---- Document source

Croire que l'on pourrait tarir les flux migratoires comme on coupe l'eau en fermant le robinet relève de la pure illusion, et donc du pur mensonge. Qu'elles soient la conséquence de la guerre, de la misère économique, de la répression politique ou de la dégradation de l'environnement, les migrations sont factuellement inévitables ; elles sont historiquement anciennes et nécessaires aux nations pour prospérer, dès lors qu'elles sont gérées avec raison et dans le respect des principes de l'État de droit et des droits fondamentaux. Il n'y aura plus d'immigration vers la France, mes chers collègues, quand notre pays remplacera le Yémen, la Centrafrique et le Vénézuela dans le classement de la misère mondiale.

Non, l'immigration n'est pas un problème ; l'immigration est un fait, un fait majeur de notre siècle qu'il nous faut aborder avec raison et dignité. Le problème, ce sont nos politiques d'immigration indignes, leur échec total et l'impasse dramatique dans laquelle nous a conduits le ministère de l'immigration, de l'intégration et de l'identité nationale institué par le président Nicolas Sarkozy. Le problème, c'est l'incapacité du président François Hollande à prendre la mesure des conséquences de la guerre en Syrie et son abandon en rase campagne de l'Allemagne d'Angela Merkel – capable, elle, de s'extraire de l'idéologie de son camp pour accueillir dignement les centaines de milliers de réfugiés. Le problème, c'est la lâcheté française, au diapason de la plupart des pays de l'Union, consistant à rejeter toutes les responsabilités – qui sont pourtant aussi les nôtres – sur l'Europe en général ou, plus directement, sur la Hongrie ou la Pologne, abandonnant dans le même temps à leurs difficultés les pays d'arrivée que sont la Grèce, l'Italie, Malte et l'Espagne. Le problème, c'est l'escalade vers le néant qui attise les passions tristes en activant la théorie du bouc émissaire étranger, dans un suivi coupable de l'extrême-droite.

Parce que le débat sur l'immigration est décidément mal posé dans notre pays, le groupe Libertés et territoires a voulu lancer une commission d'enquête parlementaire sur les migrations, que j'ai l'honneur de présider. Nous avons l'intime conviction que la crise de l'accueil des migrants en France est devenue une crise de la dignité humaine et qu'une société ne peut détourner indéfiniment son regard des atteintes à la dignité humaine sans en subir directement ou insidieusement les maux. Il ne s'agit pas seulement d'un coût économique, social ou sécuritaire, mais également d'un prix moral aux conséquences plus profondes.

--------
---- Liste fournie

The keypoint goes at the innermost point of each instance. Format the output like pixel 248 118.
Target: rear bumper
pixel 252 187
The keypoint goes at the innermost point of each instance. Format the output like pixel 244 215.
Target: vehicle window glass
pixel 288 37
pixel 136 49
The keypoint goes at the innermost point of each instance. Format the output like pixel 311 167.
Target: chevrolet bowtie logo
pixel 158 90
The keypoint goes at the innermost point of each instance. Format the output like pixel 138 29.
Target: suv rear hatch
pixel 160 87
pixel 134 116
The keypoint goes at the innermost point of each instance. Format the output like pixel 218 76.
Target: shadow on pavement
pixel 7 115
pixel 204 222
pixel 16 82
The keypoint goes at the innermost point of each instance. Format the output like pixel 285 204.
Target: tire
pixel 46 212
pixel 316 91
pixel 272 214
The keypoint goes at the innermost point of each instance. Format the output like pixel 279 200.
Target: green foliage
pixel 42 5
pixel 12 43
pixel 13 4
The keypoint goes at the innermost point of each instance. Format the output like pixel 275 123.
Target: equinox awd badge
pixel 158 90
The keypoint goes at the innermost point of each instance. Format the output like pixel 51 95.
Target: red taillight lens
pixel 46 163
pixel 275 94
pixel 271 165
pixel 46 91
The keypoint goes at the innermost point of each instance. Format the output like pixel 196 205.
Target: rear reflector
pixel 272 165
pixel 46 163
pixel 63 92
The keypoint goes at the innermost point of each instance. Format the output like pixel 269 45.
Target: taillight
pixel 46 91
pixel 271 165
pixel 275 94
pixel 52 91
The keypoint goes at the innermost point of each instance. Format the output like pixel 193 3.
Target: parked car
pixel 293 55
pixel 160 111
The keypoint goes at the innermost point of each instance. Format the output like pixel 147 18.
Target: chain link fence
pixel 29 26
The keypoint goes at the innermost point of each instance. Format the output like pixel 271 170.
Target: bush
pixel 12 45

--------
---- Liste fournie

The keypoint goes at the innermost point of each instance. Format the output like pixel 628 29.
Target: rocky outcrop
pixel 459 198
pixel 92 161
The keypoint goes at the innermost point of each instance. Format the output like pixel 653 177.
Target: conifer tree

--------

Consigne A - Recopiez sans rien changer le passage du document source qui commence aux mots « Parce que le » et se termine après les mots « conséquences plus profondes. ».
Consigne B -
Répondez à ces questions d'après le document source :
(i) Quel président a institué le ministère de l'immigration, de l'intégration et de l'identité nationale ?
(ii) Quels pays d'arrivée sont cités comme abandonnés à leurs difficultés ?
(iii) Quel groupe a voulu lancer une commission d'enquête parlementaire sur les migrations ?
La liste constitue un matériau à part, sans lien avec le document source.

Réponse attendue A -
Parce que le débat sur l'immigration est décidément mal posé dans notre pays, le groupe Libertés et territoires a voulu lancer une commission d'enquête parlementaire sur les migrations, que j'ai l'honneur de présider. Nous avons l'intime conviction que la crise de l'accueil des migrants en France est devenue une crise de la dignité humaine et qu'une société ne peut détourner indéfiniment son regard des atteintes à la dignité humaine sans en subir directement ou insidieusement les maux. Il ne s'agit pas seulement d'un coût économique, social ou sécuritaire, mais également d'un prix moral aux conséquences plus profondes.

Réponse attendue B -
(i) Nicolas Sarkozy.
(ii) La Grèce, l'Italie, Malte et l'Espagne.
(iii) Le groupe Libertés et territoires.